:: Extract to read ::
•••

# Pictures!!!



## Toby_H (Mar 2, 2011)

I hate taking pics almost as much as I hate downloading them, saving them, then uploading them... But after a lot of poking and proding I took a few... so here ya go...

'08 male Varnyard Black & White Argentinean Tegu @ 50" long @ 10lbs - 


Waking up...







Morning bath...






Getting ready for work...






Kisses goodbye...






Afternoon nap...






Cleaning house...






And finally getting back to bed...


----------



## Max713 (Mar 2, 2011)

That couch picture made me laugh... pretty hard... hahaha


----------



## james.w (Mar 2, 2011)

He is awesome Toby, I can only hope mine will be that cool.


----------



## fwlion (Mar 2, 2011)

VERY NICE


----------



## Strange_Evil (Mar 2, 2011)

Your tegu looks amazing,he must of worked hard today and that nap in the couch was a much needed one indeed lol. I haven't really seen your enclosure but from the two pic's above it's in your enclosure looks pretty cool.


----------



## Toby_H (Mar 2, 2011)

Without Flash - 





With Flash - 





Sticker in top left corner of window - 






It's 8' x 3' @ 3.5' tall... reinforced to hold up to an 8' x 2.5' @ 2' tall (300 gal) aquarium (currently only a 6'x1.5'@1.75' 125 gal)...

In the summer time he lives on a 6' x 12' outdoor deck/balcony... 

Despite the hard day photojournaled above, he lives a fairly pampered life....


----------



## Strange_Evil (Mar 2, 2011)

Your enclosure looks awesome Toby,one lucky gu you got!

lol ,where did you get the sticker,you made it your self? I'm willing to buy one from you if so.

I want my enclosure to be similar to yours,i want to make a 10x3 next year but i will most likely end up buying a 8ft Boamaster cage,i hate building.

Thanks for sharing the pics.


----------



## Toby_H (Mar 2, 2011)

I bought the 'Huge Tegu' sticker at a reptile show (Repticon) that passed through town... I have no idea who the vender was...

I really enjoy both building and designing structures. The finished work isn't fun for me, but that's what it took to be able to keep it as well as my girl in the main part of the house. So I pushed myself.

With the exception of the added piece of wood that I've still yet to stain, I am really happy with how it turned out


----------



## Guest (Mar 2, 2011)

holy cow he looks massive in that tub


----------



## thomasjg23 (Mar 2, 2011)

He...Is...MASSIVE looks so cool


----------



## Draco D Tegu (Mar 3, 2011)

LOL I have that SAME couch and Gator tries to do the same thing LOL soooo comfy and easy to hide in I guess. I never let him get as far as your guy tho, I'm afraid he'll get stuck.


----------



## slideaboot (Mar 3, 2011)

AWESOME pictures, sir! Great series of photos.


----------



## Guest (Mar 3, 2011)

I lol'd at the "Afternoon nap..."

Great looking animal


----------



## Jefroka (Mar 4, 2011)

Another thumbs up on the couch pic. :grno 


...Jefroka


----------



## toytown (Mar 14, 2011)

can any1 put me in touch wit ha tegu breeder in the uk, preferable in the west mids area, thanx


----------



## hanniebann (Mar 17, 2011)

Loving the couch pic <3 and that's a beautiful enclosure you built! about how much did you spend in materials?


----------



## Toby_H (Mar 17, 2011)

Thanks!

I didn't track costs but here's a rough estimate...

•••

:: Supplied data ::
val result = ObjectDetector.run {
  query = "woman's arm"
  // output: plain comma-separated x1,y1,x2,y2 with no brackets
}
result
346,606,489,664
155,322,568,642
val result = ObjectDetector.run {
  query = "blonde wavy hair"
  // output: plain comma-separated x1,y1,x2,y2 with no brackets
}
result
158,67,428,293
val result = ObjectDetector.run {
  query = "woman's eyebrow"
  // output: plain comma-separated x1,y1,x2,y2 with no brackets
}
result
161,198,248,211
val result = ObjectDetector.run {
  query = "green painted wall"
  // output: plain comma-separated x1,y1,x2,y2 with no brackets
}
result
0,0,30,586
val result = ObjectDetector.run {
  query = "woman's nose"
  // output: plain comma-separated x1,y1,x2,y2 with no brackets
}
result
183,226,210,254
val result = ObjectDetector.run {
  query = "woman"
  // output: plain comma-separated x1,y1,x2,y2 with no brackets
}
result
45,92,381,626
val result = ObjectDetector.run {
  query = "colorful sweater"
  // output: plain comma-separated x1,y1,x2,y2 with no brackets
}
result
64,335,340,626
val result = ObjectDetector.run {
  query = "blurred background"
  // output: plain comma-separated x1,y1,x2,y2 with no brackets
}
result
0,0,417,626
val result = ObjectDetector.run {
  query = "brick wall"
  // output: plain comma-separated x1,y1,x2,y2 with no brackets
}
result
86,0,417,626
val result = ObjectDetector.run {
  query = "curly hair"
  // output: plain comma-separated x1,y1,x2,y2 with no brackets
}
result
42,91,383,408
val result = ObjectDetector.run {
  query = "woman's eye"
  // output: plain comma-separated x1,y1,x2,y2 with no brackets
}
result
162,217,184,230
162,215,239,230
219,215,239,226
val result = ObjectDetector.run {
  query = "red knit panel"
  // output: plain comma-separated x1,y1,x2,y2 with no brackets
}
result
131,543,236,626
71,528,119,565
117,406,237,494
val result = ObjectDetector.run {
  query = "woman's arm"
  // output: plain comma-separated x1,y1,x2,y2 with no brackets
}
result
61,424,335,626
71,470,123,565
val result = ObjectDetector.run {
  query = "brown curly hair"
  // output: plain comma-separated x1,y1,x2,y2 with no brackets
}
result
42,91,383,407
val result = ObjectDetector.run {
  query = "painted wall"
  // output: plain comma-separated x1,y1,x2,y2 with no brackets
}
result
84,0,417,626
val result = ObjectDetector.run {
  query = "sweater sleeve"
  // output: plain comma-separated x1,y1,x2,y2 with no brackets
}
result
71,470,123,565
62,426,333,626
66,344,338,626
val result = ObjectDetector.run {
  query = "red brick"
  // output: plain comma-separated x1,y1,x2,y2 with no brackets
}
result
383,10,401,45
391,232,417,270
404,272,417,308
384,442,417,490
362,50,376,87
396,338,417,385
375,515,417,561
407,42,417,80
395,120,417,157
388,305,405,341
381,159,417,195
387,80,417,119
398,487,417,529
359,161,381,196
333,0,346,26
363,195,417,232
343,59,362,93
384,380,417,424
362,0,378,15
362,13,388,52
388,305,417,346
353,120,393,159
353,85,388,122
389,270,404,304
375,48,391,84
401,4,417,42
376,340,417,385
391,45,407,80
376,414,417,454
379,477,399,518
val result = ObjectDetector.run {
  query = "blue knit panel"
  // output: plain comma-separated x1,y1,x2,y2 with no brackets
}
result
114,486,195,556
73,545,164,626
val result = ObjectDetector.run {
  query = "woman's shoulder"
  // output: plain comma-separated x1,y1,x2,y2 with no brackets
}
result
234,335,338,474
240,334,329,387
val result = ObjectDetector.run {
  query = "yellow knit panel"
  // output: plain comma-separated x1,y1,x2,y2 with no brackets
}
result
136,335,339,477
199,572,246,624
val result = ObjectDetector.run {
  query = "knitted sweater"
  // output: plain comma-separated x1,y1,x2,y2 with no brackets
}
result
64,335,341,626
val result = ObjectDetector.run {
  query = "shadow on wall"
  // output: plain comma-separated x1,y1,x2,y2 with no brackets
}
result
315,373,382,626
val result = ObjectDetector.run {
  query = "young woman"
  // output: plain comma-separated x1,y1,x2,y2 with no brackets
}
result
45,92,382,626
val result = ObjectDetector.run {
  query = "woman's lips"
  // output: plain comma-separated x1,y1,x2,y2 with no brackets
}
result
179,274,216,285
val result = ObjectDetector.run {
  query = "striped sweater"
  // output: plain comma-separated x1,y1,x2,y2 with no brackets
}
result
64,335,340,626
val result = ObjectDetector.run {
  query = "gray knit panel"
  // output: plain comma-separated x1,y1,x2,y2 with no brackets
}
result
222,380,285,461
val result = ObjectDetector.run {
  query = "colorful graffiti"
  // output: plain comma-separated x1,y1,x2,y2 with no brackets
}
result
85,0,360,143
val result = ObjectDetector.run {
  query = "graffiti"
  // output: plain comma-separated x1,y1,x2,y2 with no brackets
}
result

•••

:: Task A ::
Return every line of the rows that contains the string "painted". Case counts.
:: Task B ::
Extend the tegu forum thread from its last line.

:: Exercise answer A ::
  query = "green painted wall"
  query = "painted wall"

:: Exercise answer B ::
4 sheets of plywood... $120
12 or so 8' 2x4s... $35
4 or so 2x6s... $20
3 8' 1"x3"s... $50 (frame for windows/doors)
2 Gal Drylok... $40
1 Gal stain... $25 (?)
Polyurethane... $25 (?)
2 panes 1/4" tempered Glass... $120 (I got a great deal but this is what I guess it 'should' cost)
Hinges, locks, screws, glue, etc... $65

Rough Estimate Total... $500...

Keep in mind I built mine strong enough to hold a very large aquarium. The frame work could be cut in half which would cut costs a little but, but more importantly it would make the finished product weigh less. This thing was a monster to move up the stairs...

My father built a wood shop onto the back of his garage when he retired, which is where we built it. I couldn't have done the fine detail and stain work without his help. He may be old but he sure is handy


----------



## thomasjg23 (Mar 17, 2011)

I cant get over how small he makes that tub look.


----------



## Toby_H (Mar 17, 2011)

thomasjg23 said:


> I cant get over how small he makes that tub look.



lol...

His length is accurately represented in the tub pic... although he looks fatter in that pic than he actually is. 

He lost a good bit of weight over the winter and thus has 'loose skin'. Which floats to make him look more filled out in that pic. I do expect him to be as big as he looks in that pic by end of summer.

I weighed him a lot last year and at most he weighed 12 lbs... though 10 lbs is a more common weight for him... he's probably at about 9 now though as he hasn't regulated a springtime eating schedule yet this year...

I suspect he is "full grown" regarding length and general girth though his Jowls are continuing to fill out. I'm amazed at how thick the base of his tail was at the end of last summer. it was as thick as my wrist!

PS - he will be 3 yrs old this summer...


----------



## Bwindi (Mar 28, 2011)

What's it like having the adult version of your former little dinosaur?

Do they keep a consistent demeanor? Does there tend to be more dimensions to their "personality" as they grow older?
I am just so curious and excited. My gu' is going through a growth spirt now and these questions keep running through my mind.


----------



## Toby_H (Mar 28, 2011)

Bwindi said:


> What's it like having the adult version of your former little dinosaur?



The short answer, it's incredible!



Bwindi said:


> Do they keep a consistent demeanor?



Yes... but no... There has certainly been a consistency to his overall 'personality', yet at the same time he has 'evolved' over time as he matures and gets used to new or different things. Much in the same way you may see a person change over time.



Bwindi said:


> Does there tend to be more dimensions to their "personality" as they grow older?



Yes, definitely! He quickly overcame the flighty nature all small things are born with. But his first year to year and a half he was overwhelmed with curiosity. Constantly exploring things and getting into EVERYTHING.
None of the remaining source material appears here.